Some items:
>>>>>

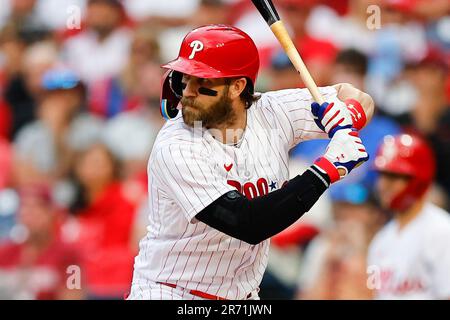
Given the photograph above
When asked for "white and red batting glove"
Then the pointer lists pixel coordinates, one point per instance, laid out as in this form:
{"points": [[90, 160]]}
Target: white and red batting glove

<<<<<
>>>>>

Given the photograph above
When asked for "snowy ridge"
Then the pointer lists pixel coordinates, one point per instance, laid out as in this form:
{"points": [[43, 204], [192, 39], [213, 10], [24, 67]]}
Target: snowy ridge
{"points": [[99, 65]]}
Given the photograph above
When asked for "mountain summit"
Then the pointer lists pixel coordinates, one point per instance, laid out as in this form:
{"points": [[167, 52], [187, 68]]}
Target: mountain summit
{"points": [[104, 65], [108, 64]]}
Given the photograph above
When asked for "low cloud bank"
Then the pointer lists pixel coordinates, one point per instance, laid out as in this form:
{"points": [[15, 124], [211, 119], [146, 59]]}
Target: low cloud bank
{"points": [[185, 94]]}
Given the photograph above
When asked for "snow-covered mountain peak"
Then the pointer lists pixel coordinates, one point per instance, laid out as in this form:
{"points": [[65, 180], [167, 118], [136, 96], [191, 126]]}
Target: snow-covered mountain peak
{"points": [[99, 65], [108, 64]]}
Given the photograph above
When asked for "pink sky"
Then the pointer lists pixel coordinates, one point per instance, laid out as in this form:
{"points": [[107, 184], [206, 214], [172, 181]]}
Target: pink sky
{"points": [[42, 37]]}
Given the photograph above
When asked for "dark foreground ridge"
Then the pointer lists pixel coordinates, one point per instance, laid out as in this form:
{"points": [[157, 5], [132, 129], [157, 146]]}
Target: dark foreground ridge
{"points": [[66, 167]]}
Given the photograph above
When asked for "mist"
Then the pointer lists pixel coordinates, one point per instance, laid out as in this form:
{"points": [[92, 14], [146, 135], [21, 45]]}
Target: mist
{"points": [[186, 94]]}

<<<<<

Gather each line of the items above that contains the string "covered". Case counts when matching.

When asked for "snow-covered mountain peak"
Target: snow-covered mountain peak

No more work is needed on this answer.